Problems to solve —
1. Please duplicate, word for word, the stretch of the pine processionary caterpillar text from "Pine Processionary caterpillar can" through "and North Africa.".
2. Answer these questions using the pine processionary caterpillar text:
(a) What is the scientific name of the Pine Processionary Caterpillar?
(b) Where can these creatures be found?
(c) What do newly hatched caterpillars use their tough mandibles for?
3. Pick up the pine processionary caterpillar text after its last sentence and carry it forward.

Pine Processionary caterpillar can cause both human and dog serious medical problems. Many people have suffered seriously from the effects of coming in contact with the Caterpillar, or at least the hair of the animals. Even if you don’t own a dog, but you live in or you like traveling around Europe, I think it is helpful to know something about the Pine Processionary and what can happen if your hands, face or body get in contact with the hair.
In some countries, you should be very careful if you come in contact with certain types of caterpillar, particularly Pine Processionary Caterpillars (Thaumetopoea pityocampa). These creatures turn into a moth and can be found in the pine wood in the Near East, Central and Southern Europe, and North Africa.
These moths lay their eggs as a single eggs mass which is fixed firmly to a pine needle of a suitable host pine tree. Although tiny, the newly hatched pine processionary caterpillars have extremely tough mandibles which are used to penetrate the strong needles of their host.

Dataset records —

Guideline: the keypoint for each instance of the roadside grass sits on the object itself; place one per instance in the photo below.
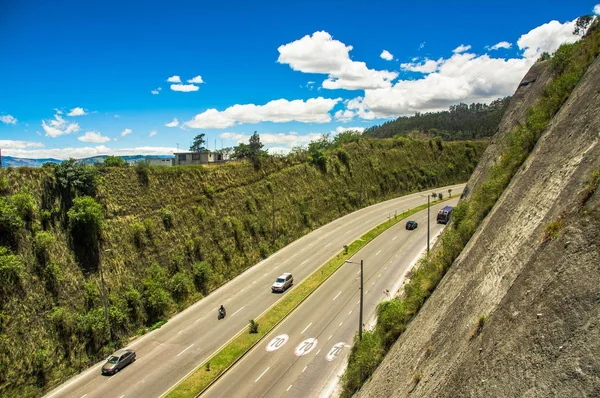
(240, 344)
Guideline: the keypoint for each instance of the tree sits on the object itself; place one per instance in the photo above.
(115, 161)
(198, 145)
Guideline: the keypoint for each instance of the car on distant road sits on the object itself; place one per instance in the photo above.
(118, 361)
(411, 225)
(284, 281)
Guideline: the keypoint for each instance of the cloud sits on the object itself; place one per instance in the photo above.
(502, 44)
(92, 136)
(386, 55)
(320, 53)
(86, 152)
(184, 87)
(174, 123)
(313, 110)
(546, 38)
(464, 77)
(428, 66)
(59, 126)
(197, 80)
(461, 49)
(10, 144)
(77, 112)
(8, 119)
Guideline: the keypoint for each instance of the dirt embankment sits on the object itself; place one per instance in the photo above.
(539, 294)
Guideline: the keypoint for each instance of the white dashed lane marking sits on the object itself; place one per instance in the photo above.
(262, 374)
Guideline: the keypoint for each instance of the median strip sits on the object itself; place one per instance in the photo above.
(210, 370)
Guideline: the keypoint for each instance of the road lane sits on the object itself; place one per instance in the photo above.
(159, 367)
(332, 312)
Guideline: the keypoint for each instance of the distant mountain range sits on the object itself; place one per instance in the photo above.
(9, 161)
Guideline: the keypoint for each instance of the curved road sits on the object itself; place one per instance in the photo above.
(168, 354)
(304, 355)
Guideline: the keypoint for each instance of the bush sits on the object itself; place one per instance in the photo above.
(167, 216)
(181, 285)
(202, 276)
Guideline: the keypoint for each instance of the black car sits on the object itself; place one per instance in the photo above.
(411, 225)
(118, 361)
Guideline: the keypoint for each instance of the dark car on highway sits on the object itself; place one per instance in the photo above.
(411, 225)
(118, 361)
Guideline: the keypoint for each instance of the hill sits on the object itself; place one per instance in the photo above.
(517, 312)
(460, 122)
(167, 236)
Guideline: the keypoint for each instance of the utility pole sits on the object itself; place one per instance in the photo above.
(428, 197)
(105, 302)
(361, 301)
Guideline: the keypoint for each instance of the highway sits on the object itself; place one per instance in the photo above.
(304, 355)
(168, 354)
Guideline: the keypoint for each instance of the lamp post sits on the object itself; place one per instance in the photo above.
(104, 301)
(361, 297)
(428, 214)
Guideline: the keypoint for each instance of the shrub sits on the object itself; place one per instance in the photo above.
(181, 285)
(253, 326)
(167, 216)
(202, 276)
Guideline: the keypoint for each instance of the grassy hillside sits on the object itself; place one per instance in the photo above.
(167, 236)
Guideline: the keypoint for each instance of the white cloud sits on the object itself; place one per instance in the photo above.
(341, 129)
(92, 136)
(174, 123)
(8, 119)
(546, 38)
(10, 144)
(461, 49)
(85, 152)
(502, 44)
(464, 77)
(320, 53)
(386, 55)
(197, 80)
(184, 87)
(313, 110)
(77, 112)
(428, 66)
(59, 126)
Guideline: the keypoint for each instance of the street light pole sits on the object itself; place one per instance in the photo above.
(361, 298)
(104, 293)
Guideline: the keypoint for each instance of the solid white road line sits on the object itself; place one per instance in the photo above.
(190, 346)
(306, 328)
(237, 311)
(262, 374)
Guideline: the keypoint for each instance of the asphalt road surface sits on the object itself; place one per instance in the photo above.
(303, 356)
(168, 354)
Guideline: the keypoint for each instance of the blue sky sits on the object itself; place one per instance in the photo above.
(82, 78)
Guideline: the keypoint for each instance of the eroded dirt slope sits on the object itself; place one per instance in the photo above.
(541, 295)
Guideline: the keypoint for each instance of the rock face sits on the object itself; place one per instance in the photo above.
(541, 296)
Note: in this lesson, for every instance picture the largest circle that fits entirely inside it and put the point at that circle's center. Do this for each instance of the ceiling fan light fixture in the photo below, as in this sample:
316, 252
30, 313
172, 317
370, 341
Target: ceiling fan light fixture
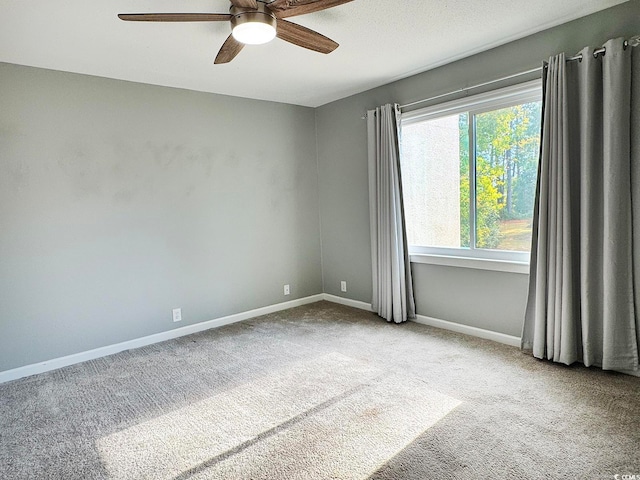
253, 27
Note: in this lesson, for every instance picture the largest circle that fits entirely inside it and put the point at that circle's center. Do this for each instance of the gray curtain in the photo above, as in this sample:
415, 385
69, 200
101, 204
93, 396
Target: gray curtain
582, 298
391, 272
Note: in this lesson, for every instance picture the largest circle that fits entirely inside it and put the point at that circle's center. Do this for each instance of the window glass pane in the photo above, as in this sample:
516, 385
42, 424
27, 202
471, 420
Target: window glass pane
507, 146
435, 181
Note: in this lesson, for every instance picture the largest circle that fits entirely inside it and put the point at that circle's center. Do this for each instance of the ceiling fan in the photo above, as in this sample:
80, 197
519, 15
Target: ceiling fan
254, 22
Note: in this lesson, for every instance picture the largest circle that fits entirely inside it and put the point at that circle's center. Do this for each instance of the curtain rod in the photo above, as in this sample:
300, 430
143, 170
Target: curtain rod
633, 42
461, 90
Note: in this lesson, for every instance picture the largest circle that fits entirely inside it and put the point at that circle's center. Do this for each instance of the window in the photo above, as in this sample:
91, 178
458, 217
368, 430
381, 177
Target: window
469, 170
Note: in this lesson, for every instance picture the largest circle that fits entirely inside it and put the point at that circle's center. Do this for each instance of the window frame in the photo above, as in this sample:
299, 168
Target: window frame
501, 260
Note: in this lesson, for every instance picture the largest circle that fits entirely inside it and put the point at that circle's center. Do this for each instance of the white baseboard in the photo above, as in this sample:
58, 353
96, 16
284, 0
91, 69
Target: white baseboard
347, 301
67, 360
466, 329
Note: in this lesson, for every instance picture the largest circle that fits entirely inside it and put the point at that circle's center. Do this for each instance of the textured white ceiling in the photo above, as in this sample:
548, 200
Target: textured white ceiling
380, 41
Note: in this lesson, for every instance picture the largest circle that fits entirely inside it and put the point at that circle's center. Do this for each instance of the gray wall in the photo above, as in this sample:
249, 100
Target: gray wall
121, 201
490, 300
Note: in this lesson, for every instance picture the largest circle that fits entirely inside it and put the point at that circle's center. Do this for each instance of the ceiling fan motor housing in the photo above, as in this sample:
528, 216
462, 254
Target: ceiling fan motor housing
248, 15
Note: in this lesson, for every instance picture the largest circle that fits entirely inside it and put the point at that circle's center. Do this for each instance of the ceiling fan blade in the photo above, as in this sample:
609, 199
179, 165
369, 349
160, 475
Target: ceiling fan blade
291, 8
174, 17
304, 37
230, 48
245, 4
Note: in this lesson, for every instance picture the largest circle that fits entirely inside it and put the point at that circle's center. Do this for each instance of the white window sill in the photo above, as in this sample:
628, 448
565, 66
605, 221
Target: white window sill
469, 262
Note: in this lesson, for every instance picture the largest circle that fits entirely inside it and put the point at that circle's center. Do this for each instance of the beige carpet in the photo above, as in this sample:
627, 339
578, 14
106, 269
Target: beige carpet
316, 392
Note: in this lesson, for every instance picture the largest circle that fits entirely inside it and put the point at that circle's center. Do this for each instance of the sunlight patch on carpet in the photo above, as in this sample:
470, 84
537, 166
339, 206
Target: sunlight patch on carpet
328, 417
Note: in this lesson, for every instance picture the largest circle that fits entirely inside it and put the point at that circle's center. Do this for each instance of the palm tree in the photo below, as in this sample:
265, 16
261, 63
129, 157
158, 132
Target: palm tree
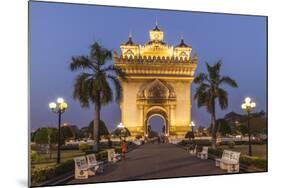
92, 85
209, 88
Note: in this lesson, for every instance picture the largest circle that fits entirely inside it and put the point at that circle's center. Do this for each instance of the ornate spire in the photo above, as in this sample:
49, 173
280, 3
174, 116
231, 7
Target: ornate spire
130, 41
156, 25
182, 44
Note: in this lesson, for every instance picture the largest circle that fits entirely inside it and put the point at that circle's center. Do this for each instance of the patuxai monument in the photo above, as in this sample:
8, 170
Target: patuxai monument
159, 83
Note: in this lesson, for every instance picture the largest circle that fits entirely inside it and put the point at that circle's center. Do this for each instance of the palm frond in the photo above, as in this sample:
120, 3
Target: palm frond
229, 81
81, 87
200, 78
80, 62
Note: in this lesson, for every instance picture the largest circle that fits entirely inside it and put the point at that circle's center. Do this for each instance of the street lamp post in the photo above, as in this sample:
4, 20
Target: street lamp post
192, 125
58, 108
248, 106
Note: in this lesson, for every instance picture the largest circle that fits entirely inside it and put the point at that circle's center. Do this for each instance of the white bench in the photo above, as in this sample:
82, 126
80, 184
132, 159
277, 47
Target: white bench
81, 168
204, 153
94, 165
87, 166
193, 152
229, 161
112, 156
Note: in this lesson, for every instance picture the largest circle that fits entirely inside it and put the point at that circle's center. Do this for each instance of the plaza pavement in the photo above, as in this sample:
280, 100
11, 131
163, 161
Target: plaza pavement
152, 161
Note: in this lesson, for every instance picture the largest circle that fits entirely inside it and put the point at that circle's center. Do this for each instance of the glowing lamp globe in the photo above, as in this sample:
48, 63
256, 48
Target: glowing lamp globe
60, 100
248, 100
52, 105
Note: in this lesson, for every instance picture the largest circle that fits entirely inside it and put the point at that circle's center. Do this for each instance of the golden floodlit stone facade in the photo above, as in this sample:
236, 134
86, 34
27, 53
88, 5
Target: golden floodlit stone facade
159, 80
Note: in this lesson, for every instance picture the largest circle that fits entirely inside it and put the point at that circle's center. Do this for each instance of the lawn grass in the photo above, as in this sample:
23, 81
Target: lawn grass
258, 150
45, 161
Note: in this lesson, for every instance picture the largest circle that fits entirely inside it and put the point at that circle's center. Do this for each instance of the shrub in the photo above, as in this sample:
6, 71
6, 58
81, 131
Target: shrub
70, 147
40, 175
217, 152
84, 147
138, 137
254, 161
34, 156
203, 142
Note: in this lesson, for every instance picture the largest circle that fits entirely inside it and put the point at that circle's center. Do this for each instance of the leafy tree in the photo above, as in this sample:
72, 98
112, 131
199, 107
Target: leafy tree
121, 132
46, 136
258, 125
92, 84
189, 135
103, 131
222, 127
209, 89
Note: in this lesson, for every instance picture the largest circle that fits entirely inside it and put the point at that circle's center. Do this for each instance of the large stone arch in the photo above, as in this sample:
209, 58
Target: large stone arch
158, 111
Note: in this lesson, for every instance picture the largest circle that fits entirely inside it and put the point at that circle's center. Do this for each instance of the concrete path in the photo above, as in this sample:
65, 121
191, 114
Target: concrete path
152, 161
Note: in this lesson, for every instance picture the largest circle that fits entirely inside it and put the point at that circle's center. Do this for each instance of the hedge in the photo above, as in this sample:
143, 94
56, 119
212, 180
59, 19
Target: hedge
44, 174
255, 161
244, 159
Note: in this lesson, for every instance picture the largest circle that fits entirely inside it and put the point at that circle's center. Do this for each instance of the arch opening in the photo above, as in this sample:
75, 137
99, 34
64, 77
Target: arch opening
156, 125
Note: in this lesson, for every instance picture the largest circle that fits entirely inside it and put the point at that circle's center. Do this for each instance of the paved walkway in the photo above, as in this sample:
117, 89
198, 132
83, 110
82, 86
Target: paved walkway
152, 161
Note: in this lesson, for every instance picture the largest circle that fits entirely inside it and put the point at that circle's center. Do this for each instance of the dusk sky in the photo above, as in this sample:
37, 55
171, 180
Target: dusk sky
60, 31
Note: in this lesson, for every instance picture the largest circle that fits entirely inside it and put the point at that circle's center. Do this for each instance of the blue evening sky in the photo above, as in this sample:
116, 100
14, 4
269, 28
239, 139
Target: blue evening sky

Answers by item number —
1.
Pine Processionary caterpillar can cause both human and dog serious medical problems. Many people have suffered seriously from the effects of coming in contact with the Caterpillar, or at least the hair of the animals. Even if you don’t own a dog, but you live in or you like traveling around Europe, I think it is helpful to know something about the Pine Processionary and what can happen if your hands, face or body get in contact with the hair.
In some countries, you should be very careful if you come in contact with certain types of caterpillar, particularly Pine Processionary Caterpillars (Thaumetopoea pityocampa). These creatures turn into a moth and can be found in the pine wood in the Near East, Central and Southern Europe, and North Africa.

2.
(a) Thaumetopoea pityocampa.
(b) In the pine wood in the Near East, Central and Southern Europe, and North Africa.
(c) To penetrate the strong needles of their host pine tree.

3.
Around March, the caterpillars depart their nest and follow one another to form a trail head to toe, which sometimes amounts to several hundred in a long procession. Once they find soft soil they bury themselves in it, transform into pupae, and then later on in the warmer months they develop into moths.
As moths the cause no danger, but as caterpillars they can cause some health problems, for both dogs and humans. For dogs, the effects can be catastrophic. Dogs are curious by nature, and if they sniff the hairs, the consequence could be anaphylactic shock or a severe allergic reaction, which can be fatal. Excessive drooling, having white spots on the mouth or tongue and difficulty in breathing are some of the signs that the dog has been affected. You need emergency veterinary treatment for your pet if this happens. I have heard about some cases in which part of the dog's tongue had to be amputated so bad was its condition.
You can identify the pine processionary caterpillar easily thanks to its distinctive characteristics and behavior. This species make a large nest in the top of the pine trees, and between the beginning of spring and late winter they descend from the tree, to form a procession. This is when the caterpillar is more dangerous for dogs. When they get to the ground, direct contact is more likely than ever. The dogs, in their persistent curiosity, will draw near the file of pine processionary in an attempt to figure out what it is.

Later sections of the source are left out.